* **Task to carry out**:
Every line from the one with "Target: red pickup truck" to the final line of the listing below should be repeated exactly, and only those.

* **Data listing**:

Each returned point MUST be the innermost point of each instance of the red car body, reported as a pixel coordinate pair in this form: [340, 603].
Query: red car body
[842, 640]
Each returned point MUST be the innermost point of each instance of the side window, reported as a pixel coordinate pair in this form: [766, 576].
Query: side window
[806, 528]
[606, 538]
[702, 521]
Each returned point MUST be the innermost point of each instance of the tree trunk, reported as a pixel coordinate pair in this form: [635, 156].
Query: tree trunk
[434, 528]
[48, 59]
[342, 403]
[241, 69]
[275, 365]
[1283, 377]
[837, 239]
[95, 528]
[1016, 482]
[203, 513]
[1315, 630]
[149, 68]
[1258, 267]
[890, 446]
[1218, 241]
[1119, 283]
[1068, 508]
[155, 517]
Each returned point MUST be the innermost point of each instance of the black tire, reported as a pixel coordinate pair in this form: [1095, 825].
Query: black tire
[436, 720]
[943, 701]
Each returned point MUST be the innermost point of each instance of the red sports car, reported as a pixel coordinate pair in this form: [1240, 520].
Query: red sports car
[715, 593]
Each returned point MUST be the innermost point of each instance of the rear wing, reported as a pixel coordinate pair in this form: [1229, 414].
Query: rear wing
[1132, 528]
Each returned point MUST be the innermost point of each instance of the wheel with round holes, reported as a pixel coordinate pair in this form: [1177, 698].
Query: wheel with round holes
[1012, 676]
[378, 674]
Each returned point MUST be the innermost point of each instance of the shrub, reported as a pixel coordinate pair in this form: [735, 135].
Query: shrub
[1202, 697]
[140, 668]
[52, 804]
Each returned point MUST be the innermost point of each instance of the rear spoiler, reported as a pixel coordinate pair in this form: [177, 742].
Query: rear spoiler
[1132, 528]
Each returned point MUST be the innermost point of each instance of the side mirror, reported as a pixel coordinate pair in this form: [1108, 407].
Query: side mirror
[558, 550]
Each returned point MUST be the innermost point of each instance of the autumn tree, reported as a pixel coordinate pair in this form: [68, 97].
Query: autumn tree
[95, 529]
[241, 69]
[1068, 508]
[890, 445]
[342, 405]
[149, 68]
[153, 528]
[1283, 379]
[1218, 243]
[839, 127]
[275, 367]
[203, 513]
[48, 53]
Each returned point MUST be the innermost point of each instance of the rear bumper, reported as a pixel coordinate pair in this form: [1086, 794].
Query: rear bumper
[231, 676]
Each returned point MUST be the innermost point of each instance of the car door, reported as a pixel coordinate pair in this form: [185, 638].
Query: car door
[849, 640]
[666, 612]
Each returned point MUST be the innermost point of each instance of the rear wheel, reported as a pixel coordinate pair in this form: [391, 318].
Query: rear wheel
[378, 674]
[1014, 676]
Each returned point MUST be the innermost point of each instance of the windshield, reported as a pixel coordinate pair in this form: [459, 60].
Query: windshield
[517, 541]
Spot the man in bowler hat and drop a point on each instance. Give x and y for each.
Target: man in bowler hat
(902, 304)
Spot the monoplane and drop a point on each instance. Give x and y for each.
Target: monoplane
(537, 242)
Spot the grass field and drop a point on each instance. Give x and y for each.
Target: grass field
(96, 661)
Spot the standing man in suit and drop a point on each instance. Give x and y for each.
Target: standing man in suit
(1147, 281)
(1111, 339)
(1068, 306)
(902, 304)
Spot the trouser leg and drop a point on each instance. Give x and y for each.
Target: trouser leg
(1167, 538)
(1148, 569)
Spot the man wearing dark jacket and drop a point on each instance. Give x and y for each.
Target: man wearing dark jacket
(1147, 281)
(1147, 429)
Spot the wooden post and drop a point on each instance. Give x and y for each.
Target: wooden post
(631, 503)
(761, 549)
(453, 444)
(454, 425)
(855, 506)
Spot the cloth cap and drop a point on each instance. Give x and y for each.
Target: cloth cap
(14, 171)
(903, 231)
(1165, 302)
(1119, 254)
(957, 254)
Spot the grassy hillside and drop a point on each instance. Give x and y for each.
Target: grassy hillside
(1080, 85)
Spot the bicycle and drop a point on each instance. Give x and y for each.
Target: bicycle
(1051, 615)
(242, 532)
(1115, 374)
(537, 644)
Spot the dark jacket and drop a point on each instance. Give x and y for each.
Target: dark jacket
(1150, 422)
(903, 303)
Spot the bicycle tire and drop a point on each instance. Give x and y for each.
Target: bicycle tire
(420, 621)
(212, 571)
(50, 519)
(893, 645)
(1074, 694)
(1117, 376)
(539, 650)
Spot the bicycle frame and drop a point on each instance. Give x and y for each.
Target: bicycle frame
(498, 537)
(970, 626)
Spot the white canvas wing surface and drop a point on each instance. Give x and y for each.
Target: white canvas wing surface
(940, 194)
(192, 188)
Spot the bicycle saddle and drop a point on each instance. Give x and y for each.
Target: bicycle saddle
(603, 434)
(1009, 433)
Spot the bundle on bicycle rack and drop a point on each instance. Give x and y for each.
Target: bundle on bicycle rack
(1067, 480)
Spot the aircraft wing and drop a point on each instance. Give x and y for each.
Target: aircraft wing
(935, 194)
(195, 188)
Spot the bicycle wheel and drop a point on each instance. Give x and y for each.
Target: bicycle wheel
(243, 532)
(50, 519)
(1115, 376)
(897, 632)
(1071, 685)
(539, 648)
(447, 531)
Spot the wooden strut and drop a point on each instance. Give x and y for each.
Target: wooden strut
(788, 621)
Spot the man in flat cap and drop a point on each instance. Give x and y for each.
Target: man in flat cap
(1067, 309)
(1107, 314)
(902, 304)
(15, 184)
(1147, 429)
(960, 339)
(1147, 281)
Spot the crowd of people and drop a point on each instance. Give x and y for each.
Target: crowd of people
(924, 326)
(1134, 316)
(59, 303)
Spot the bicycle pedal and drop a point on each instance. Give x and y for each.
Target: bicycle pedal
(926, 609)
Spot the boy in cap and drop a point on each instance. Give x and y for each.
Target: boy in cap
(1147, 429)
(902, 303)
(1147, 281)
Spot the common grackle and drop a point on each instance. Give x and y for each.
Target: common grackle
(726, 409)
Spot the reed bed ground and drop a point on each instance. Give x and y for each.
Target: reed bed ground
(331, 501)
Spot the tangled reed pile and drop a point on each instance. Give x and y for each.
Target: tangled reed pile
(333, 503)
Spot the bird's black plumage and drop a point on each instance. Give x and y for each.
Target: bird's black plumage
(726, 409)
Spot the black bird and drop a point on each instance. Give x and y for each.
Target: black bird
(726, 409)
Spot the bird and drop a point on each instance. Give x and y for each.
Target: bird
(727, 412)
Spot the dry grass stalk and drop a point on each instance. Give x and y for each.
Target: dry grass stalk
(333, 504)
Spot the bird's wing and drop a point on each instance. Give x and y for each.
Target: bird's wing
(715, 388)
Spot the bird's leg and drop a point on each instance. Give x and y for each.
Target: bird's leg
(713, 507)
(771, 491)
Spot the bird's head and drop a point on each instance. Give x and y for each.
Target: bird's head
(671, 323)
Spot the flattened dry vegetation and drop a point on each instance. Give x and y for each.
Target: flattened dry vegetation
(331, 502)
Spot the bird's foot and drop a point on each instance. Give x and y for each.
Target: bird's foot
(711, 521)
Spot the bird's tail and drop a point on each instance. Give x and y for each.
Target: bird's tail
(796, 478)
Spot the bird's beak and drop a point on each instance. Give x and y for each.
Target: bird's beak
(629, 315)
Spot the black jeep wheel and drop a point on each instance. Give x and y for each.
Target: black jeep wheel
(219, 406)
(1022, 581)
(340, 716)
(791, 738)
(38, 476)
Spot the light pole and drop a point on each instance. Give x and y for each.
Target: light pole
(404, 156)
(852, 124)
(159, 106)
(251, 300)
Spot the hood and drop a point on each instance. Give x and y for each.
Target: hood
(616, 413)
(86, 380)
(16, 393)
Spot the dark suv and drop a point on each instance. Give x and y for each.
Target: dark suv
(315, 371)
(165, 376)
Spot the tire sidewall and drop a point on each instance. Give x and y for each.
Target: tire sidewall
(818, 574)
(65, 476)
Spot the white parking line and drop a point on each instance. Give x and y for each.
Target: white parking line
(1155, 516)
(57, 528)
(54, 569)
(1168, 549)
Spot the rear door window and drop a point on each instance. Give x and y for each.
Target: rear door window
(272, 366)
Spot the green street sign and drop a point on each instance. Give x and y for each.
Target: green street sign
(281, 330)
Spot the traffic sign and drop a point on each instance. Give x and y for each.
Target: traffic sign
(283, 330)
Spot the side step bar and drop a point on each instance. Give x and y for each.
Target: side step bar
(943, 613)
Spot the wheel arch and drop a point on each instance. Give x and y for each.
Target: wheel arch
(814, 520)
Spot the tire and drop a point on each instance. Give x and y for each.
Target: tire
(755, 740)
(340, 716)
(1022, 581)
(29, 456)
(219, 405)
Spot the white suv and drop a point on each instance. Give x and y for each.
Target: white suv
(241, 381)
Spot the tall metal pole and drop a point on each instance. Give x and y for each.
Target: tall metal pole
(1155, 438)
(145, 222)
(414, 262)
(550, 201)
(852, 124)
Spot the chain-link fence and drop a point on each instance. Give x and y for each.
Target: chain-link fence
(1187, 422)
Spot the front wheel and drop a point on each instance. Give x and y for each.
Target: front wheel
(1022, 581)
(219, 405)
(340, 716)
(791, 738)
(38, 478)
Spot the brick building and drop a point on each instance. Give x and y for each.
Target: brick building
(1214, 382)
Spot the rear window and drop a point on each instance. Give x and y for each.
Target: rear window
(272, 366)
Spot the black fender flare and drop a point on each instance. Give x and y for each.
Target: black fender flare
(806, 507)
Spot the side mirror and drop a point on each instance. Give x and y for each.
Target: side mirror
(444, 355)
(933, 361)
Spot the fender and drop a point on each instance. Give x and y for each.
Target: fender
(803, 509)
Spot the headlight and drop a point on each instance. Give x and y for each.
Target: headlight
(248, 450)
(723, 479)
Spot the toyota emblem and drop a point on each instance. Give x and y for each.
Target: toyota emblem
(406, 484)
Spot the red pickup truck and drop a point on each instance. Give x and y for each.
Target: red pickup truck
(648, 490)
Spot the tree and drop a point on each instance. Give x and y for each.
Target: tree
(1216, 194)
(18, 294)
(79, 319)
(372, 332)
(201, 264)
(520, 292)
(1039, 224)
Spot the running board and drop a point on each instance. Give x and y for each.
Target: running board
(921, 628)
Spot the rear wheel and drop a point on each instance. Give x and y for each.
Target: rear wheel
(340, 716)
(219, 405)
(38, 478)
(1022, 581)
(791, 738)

* **Answer below**:
Target: red pickup truck
(648, 490)
Spot the tree and drop a point on each instance. Give x and y for each.
Target: tree
(1216, 194)
(18, 294)
(79, 319)
(372, 332)
(201, 264)
(520, 292)
(1039, 224)
Spot the running board and drop a point on each instance. Give x and y for each.
Target: running board
(921, 628)
Spot the rear wheel and drop a point on each instance. Give x and y for each.
Target: rear wheel
(340, 716)
(219, 405)
(38, 478)
(1022, 581)
(791, 738)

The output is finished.